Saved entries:

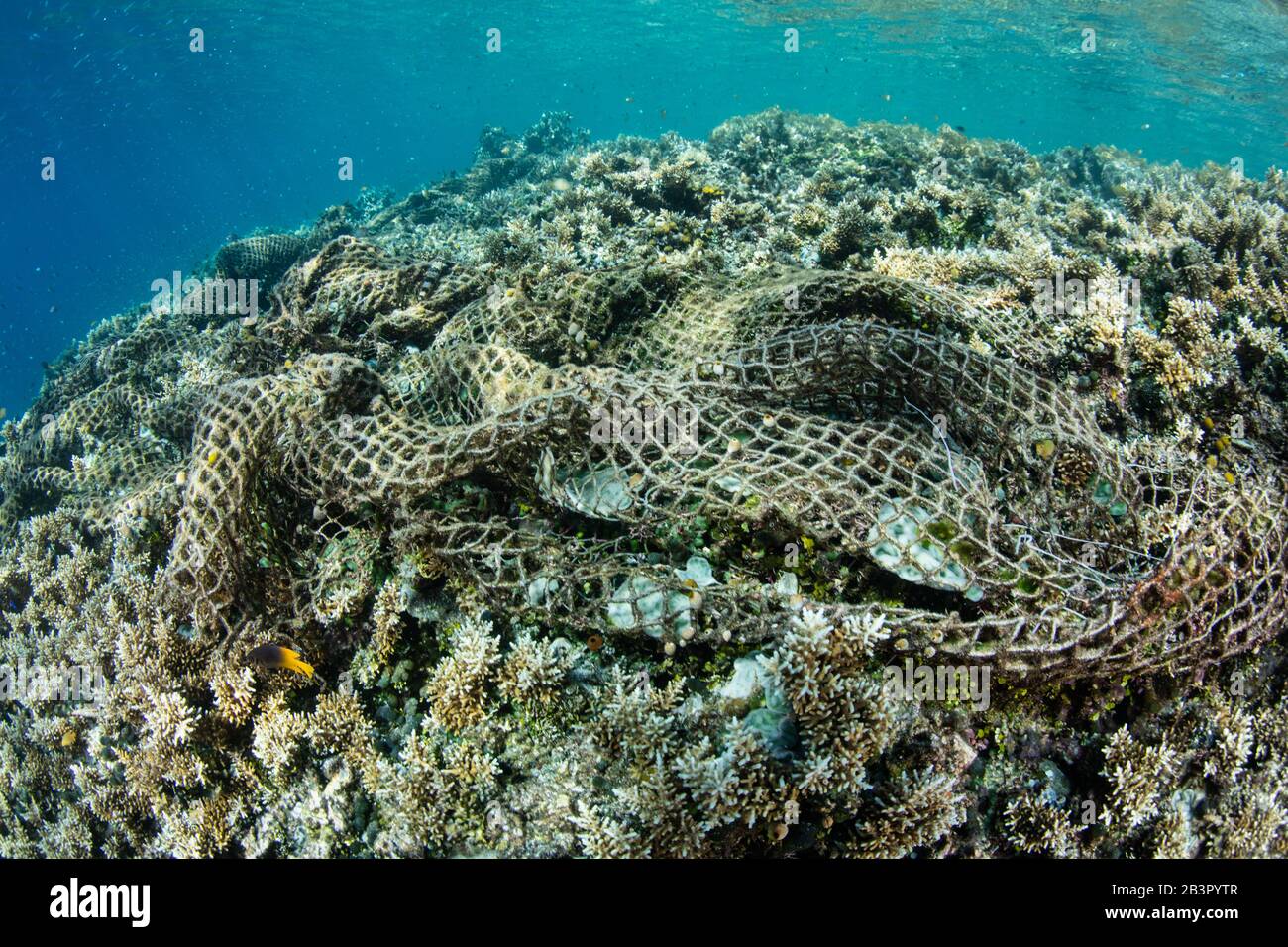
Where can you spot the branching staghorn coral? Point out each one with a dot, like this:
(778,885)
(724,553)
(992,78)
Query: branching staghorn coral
(545,629)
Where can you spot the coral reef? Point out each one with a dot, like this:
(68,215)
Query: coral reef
(605,483)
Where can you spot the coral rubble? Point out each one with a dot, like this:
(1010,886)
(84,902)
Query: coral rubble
(601,483)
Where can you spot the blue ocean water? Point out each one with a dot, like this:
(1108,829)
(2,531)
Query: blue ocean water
(161,151)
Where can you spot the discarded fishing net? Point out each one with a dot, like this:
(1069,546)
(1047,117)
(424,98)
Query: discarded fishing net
(982,505)
(600,541)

**PROBLEM REQUIREMENTS**
Please retype every entry above exactly, leaving out any picture.

**OUTPUT FOR THIS EXERCISE**
Where can you spot the branching staghorn coral? Point out each one with a dot, like this:
(778,885)
(724,553)
(992,78)
Query: branching staghorn coral
(545,629)
Where can you spot the coral reef? Point out each one with a dot, like this:
(68,215)
Query: coral reef
(605,483)
Where can you spot the coral rubble? Point out each one with a dot, like this:
(1010,886)
(84,902)
Query: coral rubble
(601,483)
Where can you spot the blue ocean water? Point out each one with a dot, like this:
(1108,829)
(2,531)
Query: blue ocean water
(161,151)
Where can you spot the discarded fishing net? Point out each one with a dot, like this:
(1069,546)
(1047,117)
(424,98)
Query: discarded fishing net
(982,505)
(600,541)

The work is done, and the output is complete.